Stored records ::

★ ★ ★ ★ ★

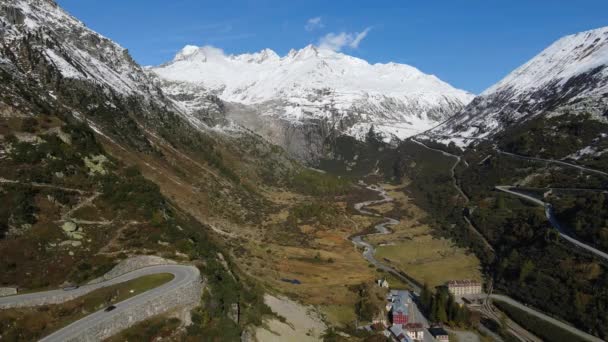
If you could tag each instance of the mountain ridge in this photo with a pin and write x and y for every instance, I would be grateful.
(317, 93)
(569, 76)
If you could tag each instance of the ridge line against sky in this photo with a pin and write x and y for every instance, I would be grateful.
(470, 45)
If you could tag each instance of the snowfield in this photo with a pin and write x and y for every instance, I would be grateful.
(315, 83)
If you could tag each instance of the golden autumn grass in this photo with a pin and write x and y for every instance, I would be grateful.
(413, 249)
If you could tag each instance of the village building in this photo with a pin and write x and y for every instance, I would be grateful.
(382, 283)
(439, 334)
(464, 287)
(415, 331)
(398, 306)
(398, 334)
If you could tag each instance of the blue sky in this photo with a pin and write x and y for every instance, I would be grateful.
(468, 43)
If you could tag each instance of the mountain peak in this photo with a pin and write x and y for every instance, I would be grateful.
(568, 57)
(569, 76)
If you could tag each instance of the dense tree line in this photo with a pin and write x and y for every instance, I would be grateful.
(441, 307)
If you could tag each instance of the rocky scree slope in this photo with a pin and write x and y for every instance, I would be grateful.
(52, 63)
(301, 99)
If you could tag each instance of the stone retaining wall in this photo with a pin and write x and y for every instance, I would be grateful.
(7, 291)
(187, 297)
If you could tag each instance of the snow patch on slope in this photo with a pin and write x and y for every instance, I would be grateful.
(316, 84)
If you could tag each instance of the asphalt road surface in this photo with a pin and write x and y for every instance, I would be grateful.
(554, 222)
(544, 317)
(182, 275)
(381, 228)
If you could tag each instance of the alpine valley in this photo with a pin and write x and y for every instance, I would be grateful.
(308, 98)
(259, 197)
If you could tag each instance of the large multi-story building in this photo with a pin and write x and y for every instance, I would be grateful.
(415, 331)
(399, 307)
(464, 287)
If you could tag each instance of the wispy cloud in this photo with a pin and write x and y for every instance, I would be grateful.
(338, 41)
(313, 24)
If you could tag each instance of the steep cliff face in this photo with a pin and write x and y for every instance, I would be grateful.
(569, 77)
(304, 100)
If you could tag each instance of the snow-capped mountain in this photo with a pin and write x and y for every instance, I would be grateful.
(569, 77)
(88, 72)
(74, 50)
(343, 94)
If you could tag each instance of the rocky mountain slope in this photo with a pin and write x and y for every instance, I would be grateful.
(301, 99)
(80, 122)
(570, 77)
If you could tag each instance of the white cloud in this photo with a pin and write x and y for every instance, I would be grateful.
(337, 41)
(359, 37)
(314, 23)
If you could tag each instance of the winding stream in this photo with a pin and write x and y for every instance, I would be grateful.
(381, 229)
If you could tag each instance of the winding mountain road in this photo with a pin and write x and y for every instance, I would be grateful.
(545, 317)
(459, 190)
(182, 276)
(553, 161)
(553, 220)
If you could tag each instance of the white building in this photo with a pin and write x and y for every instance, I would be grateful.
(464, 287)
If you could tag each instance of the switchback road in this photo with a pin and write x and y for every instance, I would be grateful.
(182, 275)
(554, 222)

★ ★ ★ ★ ★

THE TASK ::
Would you retype all the lines shown above, exactly as written and without any picture?

RESPONSE BELOW ::
If you could tag each instance of the mountain ridge in this photo with a pin and write x and y for every instance, I would be grateful.
(317, 93)
(569, 76)
If you could tag each instance of the ridge line against sky in this photo with a pin and write x and y for every instance, I would be grateful.
(470, 45)
If you could tag each instance of the snowfield in this photo with a pin and write x and y for every instance, I would be grateful.
(315, 83)
If you could tag each instance of the golden autumn grass in this photo with a pin and write x and y for every instance, I would be grateful.
(413, 249)
If you could tag each instance of the village building in this photo with a pin and write x and y for every instance, I would be grateful.
(382, 283)
(439, 334)
(464, 287)
(415, 331)
(398, 306)
(398, 334)
If you could tag each instance of the blue sky in this photo with a pin and write x and y for every instance, I would be grateful.
(468, 43)
If you could tag each instance of the mountain peak in this photo with a pin and write x and y for every instance, I would be grateful.
(568, 57)
(569, 76)
If you could tag each instance of the dense tree line in this photo with a pin and write x and y for every instance, I would be grateful.
(441, 307)
If you could tag each instance of the rocky scree slope in this photo with a pin and write x and y for every instance, I would be grateful.
(52, 63)
(301, 99)
If you could tag each instance of the stone retaining wall in this photo with a pin and write x and y for every instance, I would be grateful.
(7, 291)
(187, 297)
If you could tag each instance of the snow patch on slope in this photo with a pin and write x and y for every instance, I would be grateful.
(316, 84)
If you could tag each instance of the asphalt road surface in this photo with a pin and write x and y for every instance, I would be grateful.
(554, 222)
(544, 317)
(182, 275)
(381, 228)
If you could tag each instance of the alpine valley in this photo with a pin and write x and y for every instance, I would be grateful.
(308, 98)
(259, 197)
If you could tag each instance of the large multi-story building in this photo with a pin and write x and y for every instance, I would be grateful.
(415, 331)
(399, 307)
(464, 287)
If you could tag each instance of the wispy cloud in this photo with a pin and write x and y for every instance, I would be grateful.
(338, 41)
(313, 24)
If you could tag each instance of the steep cliff face in this photo with a pin and write x and y for every instance, I would be grateful.
(569, 77)
(304, 100)
If you could tag each instance of the snow-capped mountain in this photo with a pin and write x and y for every instance, I would be grateful.
(569, 77)
(88, 72)
(74, 50)
(343, 94)
If you could tag each instance of the rocky mountain slope in this photo with a pin and write x and y for every instance, I would be grateful.
(301, 99)
(80, 122)
(570, 77)
If you could tag each instance of the white cloud in this photo with a pin and write x and y for every instance, I would be grateful.
(337, 41)
(359, 37)
(314, 23)
If you could tag each instance of the winding stream in this photo with a pin and write x and y for every instance, I would be grateful.
(381, 229)
If you could tag each instance of the winding mountain road in this photo with a pin and write x and y for every instance, I would be grateful.
(545, 317)
(459, 190)
(182, 276)
(553, 161)
(553, 220)
If you could tag each instance of the white building in this photo with a pin and write x and y for every instance, I would be grateful.
(464, 287)
If you could tag each instance of the switchback road in this photo with a pin and write x and y for every instance, I would be grateful.
(182, 275)
(554, 222)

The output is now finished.